[Extracted data entries]
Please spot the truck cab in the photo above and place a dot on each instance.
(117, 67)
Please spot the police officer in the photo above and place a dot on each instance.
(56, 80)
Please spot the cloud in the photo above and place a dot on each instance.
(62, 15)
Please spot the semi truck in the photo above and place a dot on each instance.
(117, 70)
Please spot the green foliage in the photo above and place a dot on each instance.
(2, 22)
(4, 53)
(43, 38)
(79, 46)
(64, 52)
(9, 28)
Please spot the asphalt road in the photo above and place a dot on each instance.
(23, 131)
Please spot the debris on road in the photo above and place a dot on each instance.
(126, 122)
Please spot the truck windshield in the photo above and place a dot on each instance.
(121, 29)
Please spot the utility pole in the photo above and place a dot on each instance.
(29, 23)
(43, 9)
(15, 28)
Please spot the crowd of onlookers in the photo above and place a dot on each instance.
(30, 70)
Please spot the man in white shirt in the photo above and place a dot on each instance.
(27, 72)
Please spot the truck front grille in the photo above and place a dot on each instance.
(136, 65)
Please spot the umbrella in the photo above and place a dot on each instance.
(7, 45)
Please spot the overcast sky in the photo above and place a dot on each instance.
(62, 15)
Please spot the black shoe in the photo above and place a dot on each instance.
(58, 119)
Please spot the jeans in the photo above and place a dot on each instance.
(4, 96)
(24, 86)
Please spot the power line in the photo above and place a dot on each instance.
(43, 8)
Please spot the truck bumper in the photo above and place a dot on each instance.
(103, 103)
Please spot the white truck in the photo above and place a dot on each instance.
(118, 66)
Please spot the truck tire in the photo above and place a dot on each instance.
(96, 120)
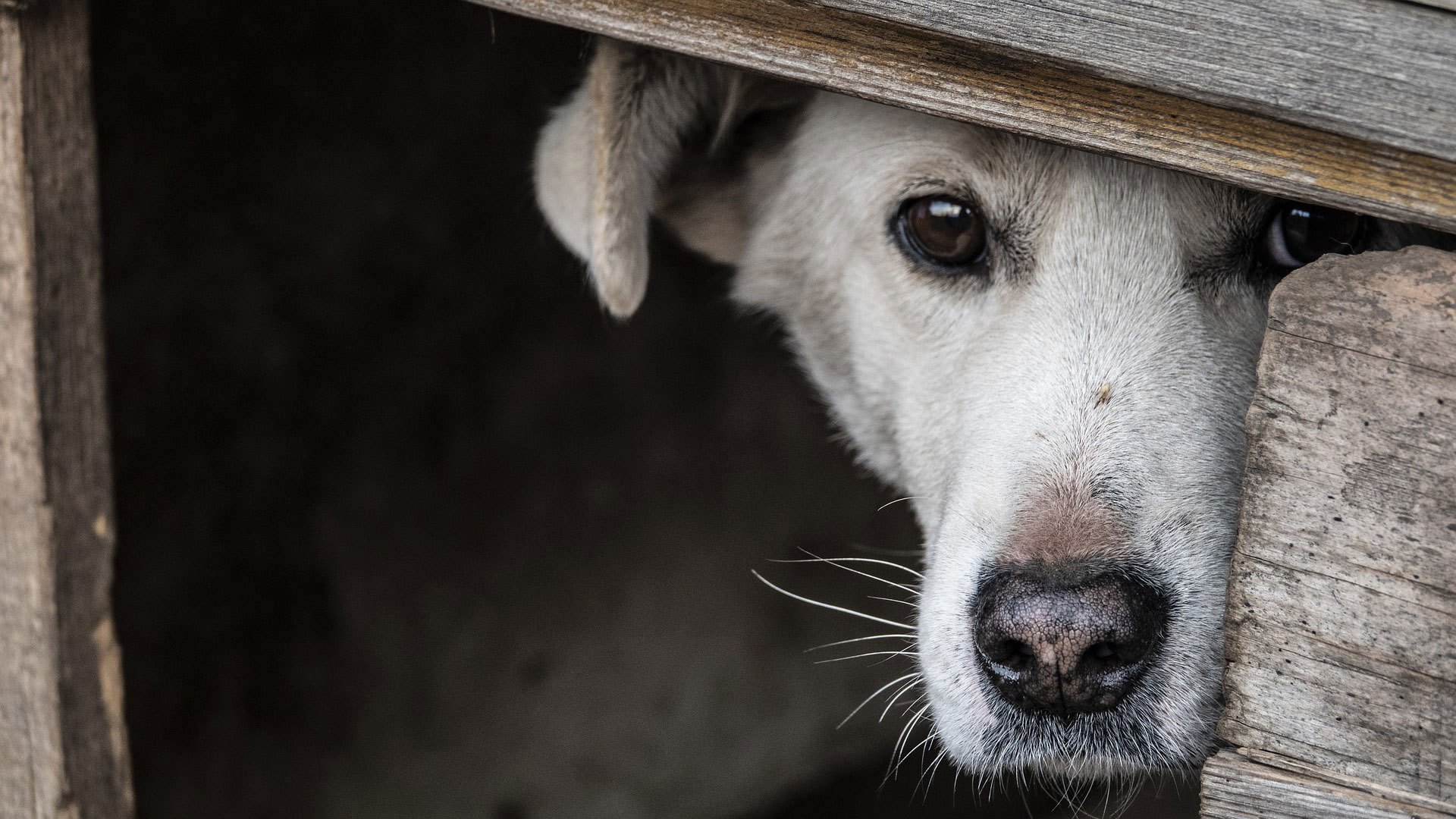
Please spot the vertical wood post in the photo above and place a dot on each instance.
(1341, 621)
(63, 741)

* * *

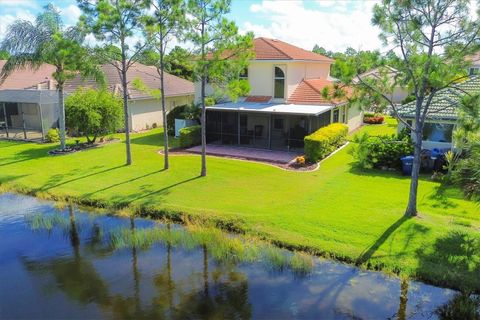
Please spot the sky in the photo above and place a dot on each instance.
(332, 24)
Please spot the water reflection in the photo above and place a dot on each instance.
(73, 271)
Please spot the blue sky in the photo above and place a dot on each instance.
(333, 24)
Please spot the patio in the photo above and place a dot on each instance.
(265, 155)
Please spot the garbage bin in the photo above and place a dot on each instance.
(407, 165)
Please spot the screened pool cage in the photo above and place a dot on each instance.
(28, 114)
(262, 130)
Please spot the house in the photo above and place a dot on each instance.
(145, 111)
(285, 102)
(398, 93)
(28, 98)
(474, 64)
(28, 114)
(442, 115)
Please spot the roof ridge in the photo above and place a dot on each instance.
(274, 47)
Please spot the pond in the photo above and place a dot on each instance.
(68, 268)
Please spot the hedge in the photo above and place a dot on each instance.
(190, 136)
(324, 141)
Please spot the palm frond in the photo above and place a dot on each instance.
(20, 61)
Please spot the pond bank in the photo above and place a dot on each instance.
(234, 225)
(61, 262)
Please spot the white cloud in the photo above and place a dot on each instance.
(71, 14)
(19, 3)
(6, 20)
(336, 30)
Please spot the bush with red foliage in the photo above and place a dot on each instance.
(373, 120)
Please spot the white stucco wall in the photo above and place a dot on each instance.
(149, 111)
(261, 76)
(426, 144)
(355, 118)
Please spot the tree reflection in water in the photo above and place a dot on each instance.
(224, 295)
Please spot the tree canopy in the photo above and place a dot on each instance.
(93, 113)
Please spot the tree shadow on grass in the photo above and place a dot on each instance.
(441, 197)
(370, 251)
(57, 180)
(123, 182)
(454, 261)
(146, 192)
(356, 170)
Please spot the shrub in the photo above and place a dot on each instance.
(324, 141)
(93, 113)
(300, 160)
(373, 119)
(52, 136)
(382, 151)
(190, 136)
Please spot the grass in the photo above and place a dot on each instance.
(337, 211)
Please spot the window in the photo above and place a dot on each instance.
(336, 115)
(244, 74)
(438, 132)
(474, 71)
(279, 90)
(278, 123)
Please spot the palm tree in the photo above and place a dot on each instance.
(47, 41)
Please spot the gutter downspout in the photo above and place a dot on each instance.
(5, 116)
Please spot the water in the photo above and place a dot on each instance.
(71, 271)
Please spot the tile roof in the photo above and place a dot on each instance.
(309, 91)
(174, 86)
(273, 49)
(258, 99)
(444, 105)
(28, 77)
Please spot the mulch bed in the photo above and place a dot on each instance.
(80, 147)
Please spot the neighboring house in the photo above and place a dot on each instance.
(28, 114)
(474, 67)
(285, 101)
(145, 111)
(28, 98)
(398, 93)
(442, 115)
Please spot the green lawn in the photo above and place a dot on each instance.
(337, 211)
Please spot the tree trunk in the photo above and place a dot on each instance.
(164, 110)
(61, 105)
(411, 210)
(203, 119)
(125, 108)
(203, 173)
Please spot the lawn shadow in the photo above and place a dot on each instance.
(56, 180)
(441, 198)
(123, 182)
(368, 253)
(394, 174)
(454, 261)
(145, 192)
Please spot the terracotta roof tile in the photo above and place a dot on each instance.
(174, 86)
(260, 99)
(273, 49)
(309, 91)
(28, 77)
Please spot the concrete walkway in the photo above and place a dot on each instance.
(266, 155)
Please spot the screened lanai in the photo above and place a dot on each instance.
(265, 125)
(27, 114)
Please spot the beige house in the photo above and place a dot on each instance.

- Exercise goal -
Copy the lines of the records above without any change, starting at the line that contains "Please spot the water in" and ending after the line that contains "Please spot the beige".

- Final answer -
Please spot the water in the photo above and place a dot on each instance.
(71, 271)
Please spot the tile roof in the photo above and place a dot on each instance.
(309, 91)
(174, 86)
(273, 49)
(258, 99)
(444, 105)
(28, 77)
Please spot the mulch bed in the photo above and place a dot on each instance.
(80, 147)
Please spot the neighboring house in the photo above and place a dot on each instance.
(28, 114)
(474, 67)
(285, 101)
(145, 111)
(28, 98)
(398, 93)
(442, 115)
Please spot the green lawn in the photo above and place a dot on each instance.
(337, 211)
Please spot the tree trunk in the photo above and place a dot on each instance.
(164, 110)
(61, 105)
(411, 210)
(203, 119)
(125, 108)
(203, 173)
Please spot the lawn shadow in the photo above and place a dot on each instance.
(56, 180)
(441, 198)
(123, 182)
(368, 253)
(394, 174)
(454, 261)
(145, 192)
Please spot the terracotta roof tile in the photo above and place a dot on each instance.
(174, 86)
(260, 99)
(273, 49)
(309, 91)
(28, 77)
Please spot the concrete walkway in the photo above and place a dot on each instance.
(266, 155)
Please spot the screened lanai in the photo above and place a dot on each instance.
(265, 125)
(27, 114)
Please spot the beige house in the photo above and place a dot on each instance.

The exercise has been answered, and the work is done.